* start Data provided *

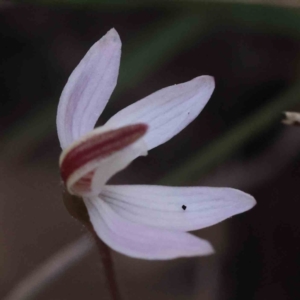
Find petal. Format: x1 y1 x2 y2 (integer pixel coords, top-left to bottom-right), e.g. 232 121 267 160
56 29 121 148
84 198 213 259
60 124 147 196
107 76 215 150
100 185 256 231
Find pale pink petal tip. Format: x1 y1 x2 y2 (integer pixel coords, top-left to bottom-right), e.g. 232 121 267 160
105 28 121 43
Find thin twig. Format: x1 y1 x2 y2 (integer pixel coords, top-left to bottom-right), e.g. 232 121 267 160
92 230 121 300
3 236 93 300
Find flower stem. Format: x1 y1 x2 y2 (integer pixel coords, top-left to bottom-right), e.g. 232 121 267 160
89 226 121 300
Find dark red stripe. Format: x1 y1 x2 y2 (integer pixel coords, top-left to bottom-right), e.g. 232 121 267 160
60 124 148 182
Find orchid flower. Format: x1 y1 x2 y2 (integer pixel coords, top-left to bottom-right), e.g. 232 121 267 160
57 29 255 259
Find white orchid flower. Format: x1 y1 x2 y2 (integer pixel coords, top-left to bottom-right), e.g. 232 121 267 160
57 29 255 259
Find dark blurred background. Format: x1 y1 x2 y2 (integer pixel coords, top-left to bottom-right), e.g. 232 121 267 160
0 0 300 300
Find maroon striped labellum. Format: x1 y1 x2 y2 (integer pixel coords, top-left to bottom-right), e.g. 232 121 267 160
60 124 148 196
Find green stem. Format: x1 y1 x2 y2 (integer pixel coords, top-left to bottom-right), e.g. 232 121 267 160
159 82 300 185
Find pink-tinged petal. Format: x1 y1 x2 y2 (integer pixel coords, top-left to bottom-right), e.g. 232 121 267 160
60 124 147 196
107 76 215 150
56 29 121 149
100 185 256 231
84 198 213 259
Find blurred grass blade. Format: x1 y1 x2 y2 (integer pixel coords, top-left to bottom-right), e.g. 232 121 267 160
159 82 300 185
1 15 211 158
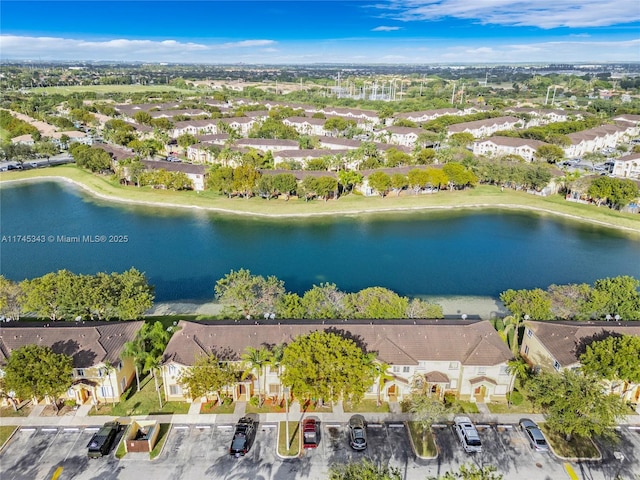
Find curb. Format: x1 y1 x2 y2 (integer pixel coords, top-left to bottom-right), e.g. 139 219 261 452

* end Data provided *

What is expected: Render every line of the material above as a JSON list of strings, one string per line, with blank lines and picture markers left out.

In response:
[
  "Find petal. Format: x1 y1 x2 y2 (integer pixel coords, top-left to bottom-right), e.g. 232 121 267 160",
  "56 29 121 148",
  "84 198 213 259",
  "60 124 147 196",
  "107 76 215 150",
  "100 185 256 231",
  "Find pale pink petal tip. Format: x1 y1 x2 y2 (integer pixel coords, top-left to bottom-right), e.g. 232 121 267 160",
  "105 28 121 43",
  "Find thin twig. Format: x1 y1 x2 y2 (integer pixel coords, top-left to bottom-right), e.g. 232 121 267 160",
  "92 230 121 300",
  "3 236 93 300",
  "Find flower stem. Format: x1 y1 x2 y2 (integer pixel coords, top-left to bottom-right), e.g. 232 121 267 160",
  "89 226 121 300",
  "Find dark red stripe. Format: x1 y1 x2 y2 (integer pixel coords, top-left to bottom-right), e.g. 232 121 267 160",
  "60 124 148 182",
  "Find orchid flower. Format: x1 y1 x2 y2 (integer pixel coords, top-left to bottom-right), e.g. 232 121 267 160",
  "57 29 255 259",
  "Find white orchid flower. Format: x1 y1 x2 y2 (integer pixel coords, top-left to bottom-right), e.g. 232 121 267 160",
  "57 29 255 259",
  "Find dark blurred background. Format: x1 y1 x2 y2 (integer pixel coords, top-left to bottom-right), e.g. 232 121 267 160",
  "0 0 300 300",
  "Find maroon striped labellum. Format: x1 y1 x2 y2 (integer pixel coords, top-left to bottom-right), e.g. 232 121 267 160",
  "60 124 148 196",
  "Find green stem. Format: x1 y1 x2 y2 (integer pixel coords, top-left to bottom-right), e.g. 232 121 267 160",
  "159 82 300 185",
  "Find pink-tinged petal. Format: x1 y1 x2 y2 (integer pixel coords, top-left to bottom-right), e.g. 232 121 267 160",
  "60 124 147 196",
  "107 76 215 150",
  "56 29 121 149",
  "100 185 256 231",
  "84 198 213 259",
  "Find blurred grass blade. Format: x1 y1 x2 y2 (integer pixel coords, top-left to bottom-right), e.g. 232 121 267 160",
  "159 82 300 185",
  "1 15 211 158",
  "Find curb. Format: x1 y1 x2 y2 (integer pixel coords, top-left to bottom-right), e.g. 139 219 261 452"
]